2.      Sumber dalil yang dipegangi oleh kedua mazhab terhadap istinbath hukum nafkah talak bāin  adalah sama-sama bersumber dari Al Qur'an dan hadis, yaitu Al-Qur’an surat al-Thalaq ayat 6, namun para ulama mazhab Hanafy juga mengambil sumber lain yaitu dari Qaul Sahabat, dan Qiyas. Penyebab perbedaan pendapat kedua mazhab adalah perbedaan metode ijtihad yang mereka gunakan, yaitu metode yang digunakan oleh ulama Syāfi’iyyah adalah metode Istishab Ashal dan al-Takhyir, sedangkan ulama Hanafiyyah menggunakan metode al-Ra’yu dan Istihsan.

B. Saran                 
       Berdasarkan kesimpulan yang telah penulis uraikan, penulis mengemukakan beberapa saran yang diharapkan oleh peneliti dan bermanfaat bagi setiap orang yang menginginkan keutuhan rumah tangganya :
1.    Kepada setiap suami hendaknya dapat menjadi pembimbing bagi sang istri, menghindari hal-hal yang dapat merusak keutuhan rumah tangganya.
2.    Kepada suami yang menjatuhkan talak ba’in berusahalah untuk menafkahi istrinya sewajarnya sesuai dengan ketentuan hukum yang telah ditetapkan.
3.    Para istri hendaknya sadar akan tanggung jawab mereka menunaikan hak-haknya terhadap suami dan terhindar dari sesuatu perbuatan yang tidak pernah kita inginkan.
4.    Kepada setiap orang yang telah melakukan ikatan pernikahan hendaknya berpegang teguh dan menjunjung tinggi ketentuan hukum islam, baik berupa pendapat Ulama Syāfi’iyyah dan Ulama Hanafiyyah menurut mazhab masing-masing.

===

## Tugas yang Dikerjakan
**a)** Apakah masing-masing pernyataan ini sesuai dengan kutipan: (i) ulama mazhab Hanafy juga mengambil sumber dari Qaul Sahabat dan Qiyas; (ii) ulama Syāfi’iyyah menggunakan metode Istihsan; (iii) saran kedua ditujukan kepada para istri? Jawab ya atau tidak untuk tiap pernyataan, disertai kata-kata penentu dari kutipan yang disalin persis.
**b)** Salin tanpa perubahan bagian kutipan yang dimulai dari "4.    Kepada setiap" dan diakhiri dengan "menurut mazhab masing-masing.".
Baris-baris di bawah ini tidak ada hubungannya dengan kutipan.

===

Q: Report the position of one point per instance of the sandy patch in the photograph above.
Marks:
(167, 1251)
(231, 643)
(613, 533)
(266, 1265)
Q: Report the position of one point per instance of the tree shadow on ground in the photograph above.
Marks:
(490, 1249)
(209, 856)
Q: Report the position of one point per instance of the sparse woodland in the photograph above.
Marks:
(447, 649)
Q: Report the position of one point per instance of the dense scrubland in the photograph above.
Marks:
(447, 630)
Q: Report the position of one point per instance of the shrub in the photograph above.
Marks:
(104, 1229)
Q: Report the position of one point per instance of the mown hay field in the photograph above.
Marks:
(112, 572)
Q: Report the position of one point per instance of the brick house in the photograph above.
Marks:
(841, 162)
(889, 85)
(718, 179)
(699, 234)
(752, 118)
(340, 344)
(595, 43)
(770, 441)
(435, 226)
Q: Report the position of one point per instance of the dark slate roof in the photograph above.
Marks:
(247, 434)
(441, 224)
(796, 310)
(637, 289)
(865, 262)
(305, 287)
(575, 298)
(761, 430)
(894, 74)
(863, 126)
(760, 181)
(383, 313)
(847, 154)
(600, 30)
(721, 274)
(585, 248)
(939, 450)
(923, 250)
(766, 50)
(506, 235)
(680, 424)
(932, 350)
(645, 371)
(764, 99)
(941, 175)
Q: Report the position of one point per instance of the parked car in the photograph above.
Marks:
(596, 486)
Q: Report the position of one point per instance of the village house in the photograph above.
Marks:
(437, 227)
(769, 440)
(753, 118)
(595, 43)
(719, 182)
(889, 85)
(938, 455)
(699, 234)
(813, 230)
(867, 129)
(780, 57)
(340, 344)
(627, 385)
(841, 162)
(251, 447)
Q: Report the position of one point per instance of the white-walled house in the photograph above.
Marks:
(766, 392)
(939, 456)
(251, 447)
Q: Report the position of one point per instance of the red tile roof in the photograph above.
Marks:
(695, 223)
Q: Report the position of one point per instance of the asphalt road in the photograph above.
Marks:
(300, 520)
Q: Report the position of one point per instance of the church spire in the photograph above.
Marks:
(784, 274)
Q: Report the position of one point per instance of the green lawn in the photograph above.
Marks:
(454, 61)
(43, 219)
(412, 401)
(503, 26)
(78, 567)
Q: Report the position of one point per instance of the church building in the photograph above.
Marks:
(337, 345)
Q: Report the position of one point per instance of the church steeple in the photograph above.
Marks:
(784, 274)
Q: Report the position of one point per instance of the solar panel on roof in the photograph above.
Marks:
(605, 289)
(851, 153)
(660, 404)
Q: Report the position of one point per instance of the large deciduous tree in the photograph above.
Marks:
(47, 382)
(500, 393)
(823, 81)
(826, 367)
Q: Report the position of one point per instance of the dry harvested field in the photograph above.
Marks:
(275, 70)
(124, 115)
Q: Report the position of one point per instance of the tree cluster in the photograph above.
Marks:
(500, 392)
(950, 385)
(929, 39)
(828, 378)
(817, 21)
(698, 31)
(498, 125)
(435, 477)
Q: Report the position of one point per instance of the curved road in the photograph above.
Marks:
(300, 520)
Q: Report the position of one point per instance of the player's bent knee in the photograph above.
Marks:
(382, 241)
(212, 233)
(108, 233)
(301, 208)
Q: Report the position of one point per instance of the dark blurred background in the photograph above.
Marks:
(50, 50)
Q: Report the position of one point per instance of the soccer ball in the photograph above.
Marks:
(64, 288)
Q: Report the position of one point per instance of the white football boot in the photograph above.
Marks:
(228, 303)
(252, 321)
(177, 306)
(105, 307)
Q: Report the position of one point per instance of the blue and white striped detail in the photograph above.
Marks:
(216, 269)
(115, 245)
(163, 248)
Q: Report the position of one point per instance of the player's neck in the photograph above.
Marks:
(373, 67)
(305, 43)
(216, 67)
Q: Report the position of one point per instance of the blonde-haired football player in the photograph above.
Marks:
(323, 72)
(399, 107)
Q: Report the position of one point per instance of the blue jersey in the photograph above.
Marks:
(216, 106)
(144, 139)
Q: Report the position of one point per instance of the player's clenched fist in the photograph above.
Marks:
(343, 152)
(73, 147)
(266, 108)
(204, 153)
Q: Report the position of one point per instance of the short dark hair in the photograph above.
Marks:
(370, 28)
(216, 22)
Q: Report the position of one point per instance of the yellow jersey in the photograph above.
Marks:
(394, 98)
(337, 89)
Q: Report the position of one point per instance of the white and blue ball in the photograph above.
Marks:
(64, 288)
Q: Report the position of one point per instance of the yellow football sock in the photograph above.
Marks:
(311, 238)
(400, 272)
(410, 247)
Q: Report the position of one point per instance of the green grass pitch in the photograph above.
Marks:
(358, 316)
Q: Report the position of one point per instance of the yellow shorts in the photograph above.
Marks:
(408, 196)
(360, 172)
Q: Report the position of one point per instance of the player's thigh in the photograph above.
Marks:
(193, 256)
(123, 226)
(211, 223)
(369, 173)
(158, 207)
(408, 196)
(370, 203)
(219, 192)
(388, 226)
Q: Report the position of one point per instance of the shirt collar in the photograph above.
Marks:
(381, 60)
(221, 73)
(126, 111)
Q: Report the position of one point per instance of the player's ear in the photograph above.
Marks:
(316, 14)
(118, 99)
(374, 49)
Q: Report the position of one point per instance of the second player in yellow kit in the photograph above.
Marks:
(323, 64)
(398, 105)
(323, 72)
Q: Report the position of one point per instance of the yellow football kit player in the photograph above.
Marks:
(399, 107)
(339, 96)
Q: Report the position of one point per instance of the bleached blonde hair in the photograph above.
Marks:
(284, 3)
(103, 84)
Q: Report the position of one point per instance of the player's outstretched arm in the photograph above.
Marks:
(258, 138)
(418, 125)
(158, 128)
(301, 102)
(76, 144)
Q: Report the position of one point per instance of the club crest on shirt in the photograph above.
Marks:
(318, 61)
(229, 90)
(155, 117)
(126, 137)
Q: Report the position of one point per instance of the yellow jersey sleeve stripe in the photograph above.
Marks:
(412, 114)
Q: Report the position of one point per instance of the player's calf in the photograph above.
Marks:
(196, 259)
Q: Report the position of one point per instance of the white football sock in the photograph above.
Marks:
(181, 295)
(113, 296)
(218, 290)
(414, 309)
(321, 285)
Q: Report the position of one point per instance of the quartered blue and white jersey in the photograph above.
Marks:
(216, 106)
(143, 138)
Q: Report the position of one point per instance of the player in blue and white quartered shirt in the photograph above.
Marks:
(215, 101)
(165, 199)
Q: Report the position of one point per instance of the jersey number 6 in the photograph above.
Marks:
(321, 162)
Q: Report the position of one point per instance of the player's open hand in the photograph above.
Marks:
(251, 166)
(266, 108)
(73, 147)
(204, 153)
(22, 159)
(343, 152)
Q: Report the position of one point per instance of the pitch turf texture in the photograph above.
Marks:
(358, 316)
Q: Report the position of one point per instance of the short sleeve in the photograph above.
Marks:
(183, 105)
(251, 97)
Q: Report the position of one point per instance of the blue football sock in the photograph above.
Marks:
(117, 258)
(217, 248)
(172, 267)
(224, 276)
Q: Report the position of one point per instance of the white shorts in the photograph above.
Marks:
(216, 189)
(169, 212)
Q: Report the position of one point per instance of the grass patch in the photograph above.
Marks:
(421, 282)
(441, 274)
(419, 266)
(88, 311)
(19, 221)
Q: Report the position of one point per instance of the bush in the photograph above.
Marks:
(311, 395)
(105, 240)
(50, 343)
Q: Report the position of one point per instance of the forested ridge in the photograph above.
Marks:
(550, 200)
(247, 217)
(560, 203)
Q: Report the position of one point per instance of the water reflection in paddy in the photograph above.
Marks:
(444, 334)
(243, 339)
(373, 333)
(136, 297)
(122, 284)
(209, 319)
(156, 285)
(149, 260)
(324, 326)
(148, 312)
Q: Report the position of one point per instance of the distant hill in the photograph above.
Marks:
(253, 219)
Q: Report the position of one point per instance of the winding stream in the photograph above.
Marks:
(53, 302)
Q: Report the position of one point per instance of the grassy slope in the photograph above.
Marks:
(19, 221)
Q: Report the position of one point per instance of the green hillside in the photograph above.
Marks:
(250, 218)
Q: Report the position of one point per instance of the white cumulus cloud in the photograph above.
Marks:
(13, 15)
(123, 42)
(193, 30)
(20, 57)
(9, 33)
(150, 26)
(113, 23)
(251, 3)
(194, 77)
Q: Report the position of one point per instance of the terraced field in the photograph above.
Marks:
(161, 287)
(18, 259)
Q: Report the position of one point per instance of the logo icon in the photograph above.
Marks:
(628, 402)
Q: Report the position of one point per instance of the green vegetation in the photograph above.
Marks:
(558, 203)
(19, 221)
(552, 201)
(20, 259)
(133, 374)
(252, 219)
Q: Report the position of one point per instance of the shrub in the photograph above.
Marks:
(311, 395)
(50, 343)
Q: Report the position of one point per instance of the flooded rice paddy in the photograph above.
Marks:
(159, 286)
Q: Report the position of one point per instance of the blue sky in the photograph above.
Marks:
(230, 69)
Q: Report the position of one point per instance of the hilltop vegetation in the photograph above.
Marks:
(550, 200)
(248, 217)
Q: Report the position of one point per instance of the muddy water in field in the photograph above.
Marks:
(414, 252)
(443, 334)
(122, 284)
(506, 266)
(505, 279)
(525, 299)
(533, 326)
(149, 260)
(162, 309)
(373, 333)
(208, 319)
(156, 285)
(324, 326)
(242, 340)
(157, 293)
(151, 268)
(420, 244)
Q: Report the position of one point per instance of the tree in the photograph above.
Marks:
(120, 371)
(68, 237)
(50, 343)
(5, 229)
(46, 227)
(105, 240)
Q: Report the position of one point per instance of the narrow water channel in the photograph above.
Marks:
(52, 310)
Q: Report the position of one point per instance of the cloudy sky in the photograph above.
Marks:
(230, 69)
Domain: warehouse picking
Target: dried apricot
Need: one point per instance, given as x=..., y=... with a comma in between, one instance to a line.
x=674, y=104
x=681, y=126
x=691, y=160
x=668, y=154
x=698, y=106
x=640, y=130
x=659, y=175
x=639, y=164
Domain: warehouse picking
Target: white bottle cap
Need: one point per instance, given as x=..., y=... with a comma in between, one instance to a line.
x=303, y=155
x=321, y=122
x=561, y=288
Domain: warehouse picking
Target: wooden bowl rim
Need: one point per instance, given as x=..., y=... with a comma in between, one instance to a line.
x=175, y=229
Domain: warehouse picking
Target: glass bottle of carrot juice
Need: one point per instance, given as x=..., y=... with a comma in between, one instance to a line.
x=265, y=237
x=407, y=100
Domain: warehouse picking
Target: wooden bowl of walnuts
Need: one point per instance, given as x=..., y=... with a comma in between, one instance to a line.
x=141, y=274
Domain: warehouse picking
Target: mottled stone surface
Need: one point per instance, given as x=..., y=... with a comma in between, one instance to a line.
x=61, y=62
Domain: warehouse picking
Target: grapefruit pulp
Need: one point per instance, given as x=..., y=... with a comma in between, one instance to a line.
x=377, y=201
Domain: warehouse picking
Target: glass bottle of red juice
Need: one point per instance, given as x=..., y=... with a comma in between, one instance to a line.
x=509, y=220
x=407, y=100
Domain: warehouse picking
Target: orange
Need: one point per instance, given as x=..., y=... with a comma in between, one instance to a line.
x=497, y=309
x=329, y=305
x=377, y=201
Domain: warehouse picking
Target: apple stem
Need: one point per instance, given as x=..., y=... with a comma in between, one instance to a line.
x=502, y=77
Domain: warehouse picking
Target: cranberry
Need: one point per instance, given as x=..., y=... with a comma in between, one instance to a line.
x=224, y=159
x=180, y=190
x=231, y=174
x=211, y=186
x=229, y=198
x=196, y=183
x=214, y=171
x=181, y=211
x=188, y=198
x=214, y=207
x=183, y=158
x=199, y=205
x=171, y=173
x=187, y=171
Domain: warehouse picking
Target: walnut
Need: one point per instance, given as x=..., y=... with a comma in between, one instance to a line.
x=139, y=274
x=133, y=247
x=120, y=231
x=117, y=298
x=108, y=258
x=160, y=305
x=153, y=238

===

## Jawaban Tertulis
**a)**
(i) Ya: "para ulama mazhab Hanafy juga mengambil sumber lain yaitu dari Qaul Sahabat, dan Qiyas"
(ii) Tidak: "metode yang digunakan oleh ulama Syāfi’iyyah adalah metode Istishab Ashal dan al-Takhyir"
(iii) Tidak: "Kepada suami yang menjatuhkan talak ba’in"

**b)**
4.    Kepada setiap orang yang telah melakukan ikatan pernikahan hendaknya berpegang teguh dan menjunjung tinggi ketentuan hukum islam, baik berupa pendapat Ulama Syāfi’iyyah dan Ulama Hanafiyyah menurut mazhab masing-masing.